Stored data entries
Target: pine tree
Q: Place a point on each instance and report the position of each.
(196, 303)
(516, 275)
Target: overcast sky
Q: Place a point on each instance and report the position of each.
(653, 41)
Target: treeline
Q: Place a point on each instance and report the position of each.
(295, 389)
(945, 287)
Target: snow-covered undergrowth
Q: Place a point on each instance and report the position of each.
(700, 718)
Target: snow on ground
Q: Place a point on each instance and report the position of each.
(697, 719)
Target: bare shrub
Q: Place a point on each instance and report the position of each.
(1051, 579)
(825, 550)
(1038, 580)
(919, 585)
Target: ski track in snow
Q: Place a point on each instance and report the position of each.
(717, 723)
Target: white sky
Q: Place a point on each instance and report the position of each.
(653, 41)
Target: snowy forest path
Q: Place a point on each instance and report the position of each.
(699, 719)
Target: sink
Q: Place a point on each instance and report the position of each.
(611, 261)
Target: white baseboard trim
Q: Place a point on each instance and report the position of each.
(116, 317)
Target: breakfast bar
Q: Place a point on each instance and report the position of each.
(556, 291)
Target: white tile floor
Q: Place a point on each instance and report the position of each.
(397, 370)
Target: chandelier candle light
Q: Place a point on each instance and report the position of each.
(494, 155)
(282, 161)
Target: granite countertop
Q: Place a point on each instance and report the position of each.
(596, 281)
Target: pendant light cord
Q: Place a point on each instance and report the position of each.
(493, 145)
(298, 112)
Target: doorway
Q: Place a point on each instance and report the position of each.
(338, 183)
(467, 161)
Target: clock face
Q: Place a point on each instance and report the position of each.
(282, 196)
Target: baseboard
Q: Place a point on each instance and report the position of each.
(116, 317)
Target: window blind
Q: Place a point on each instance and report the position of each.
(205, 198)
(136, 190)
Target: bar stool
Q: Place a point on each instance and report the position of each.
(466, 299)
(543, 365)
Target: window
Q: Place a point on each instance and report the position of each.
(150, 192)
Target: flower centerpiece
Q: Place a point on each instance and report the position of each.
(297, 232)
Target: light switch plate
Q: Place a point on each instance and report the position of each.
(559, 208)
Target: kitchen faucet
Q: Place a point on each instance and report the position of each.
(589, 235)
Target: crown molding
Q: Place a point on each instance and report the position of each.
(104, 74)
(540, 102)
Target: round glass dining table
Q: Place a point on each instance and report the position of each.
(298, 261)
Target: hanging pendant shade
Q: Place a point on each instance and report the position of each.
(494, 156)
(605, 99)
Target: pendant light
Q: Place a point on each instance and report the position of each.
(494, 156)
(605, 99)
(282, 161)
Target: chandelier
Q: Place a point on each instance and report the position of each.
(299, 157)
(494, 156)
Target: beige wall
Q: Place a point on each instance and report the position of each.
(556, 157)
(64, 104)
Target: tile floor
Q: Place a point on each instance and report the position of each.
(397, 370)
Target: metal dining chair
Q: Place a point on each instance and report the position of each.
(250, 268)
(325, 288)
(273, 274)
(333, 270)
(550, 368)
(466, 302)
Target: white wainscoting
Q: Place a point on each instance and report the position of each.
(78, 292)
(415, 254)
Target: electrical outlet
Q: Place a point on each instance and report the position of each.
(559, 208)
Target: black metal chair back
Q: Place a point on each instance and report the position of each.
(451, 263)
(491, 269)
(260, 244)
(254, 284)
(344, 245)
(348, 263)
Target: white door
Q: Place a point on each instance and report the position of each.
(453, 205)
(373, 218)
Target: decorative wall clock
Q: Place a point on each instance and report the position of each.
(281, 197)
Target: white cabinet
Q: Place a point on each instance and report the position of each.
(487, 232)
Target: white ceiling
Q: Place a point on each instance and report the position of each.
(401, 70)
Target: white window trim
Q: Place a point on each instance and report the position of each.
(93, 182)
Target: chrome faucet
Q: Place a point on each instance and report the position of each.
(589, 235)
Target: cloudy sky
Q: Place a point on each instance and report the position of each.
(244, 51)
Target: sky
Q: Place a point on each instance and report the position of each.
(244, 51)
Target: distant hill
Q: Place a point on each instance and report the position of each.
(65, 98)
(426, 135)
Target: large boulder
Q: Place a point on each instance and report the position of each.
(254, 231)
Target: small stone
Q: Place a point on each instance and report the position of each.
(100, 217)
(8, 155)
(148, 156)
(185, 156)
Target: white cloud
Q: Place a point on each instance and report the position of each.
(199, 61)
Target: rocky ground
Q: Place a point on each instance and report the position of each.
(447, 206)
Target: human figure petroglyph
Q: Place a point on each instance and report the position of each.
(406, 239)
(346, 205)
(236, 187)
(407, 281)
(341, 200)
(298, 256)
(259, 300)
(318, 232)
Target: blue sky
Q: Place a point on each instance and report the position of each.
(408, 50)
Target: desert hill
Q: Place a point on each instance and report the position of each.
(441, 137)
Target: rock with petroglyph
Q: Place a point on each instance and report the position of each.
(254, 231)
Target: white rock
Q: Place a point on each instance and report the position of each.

PROBLEM TO WORK ON: Exactly as they appear above, output the lines of the data from the first through the one that contains "Target: ski track in snow", and only those lines.

COMPLETED TASK:
Target: pine tree
Q: Place a point on each instance and report the position of each.
(196, 303)
(516, 275)
Target: overcast sky
Q: Place a point on each instance and report the position of each.
(653, 41)
Target: treeline
Q: Place a point on each instance and report the position of each.
(295, 389)
(945, 287)
Target: snow-covered undergrowth
Q: Place a point on each instance and report the position of each.
(700, 718)
Target: snow on ground
Q: Place a point on each instance and report the position of each.
(697, 719)
Target: bare shrub
Q: Place a point on each instance and report the position of each.
(1051, 579)
(825, 550)
(1038, 580)
(919, 585)
Target: ski track in snow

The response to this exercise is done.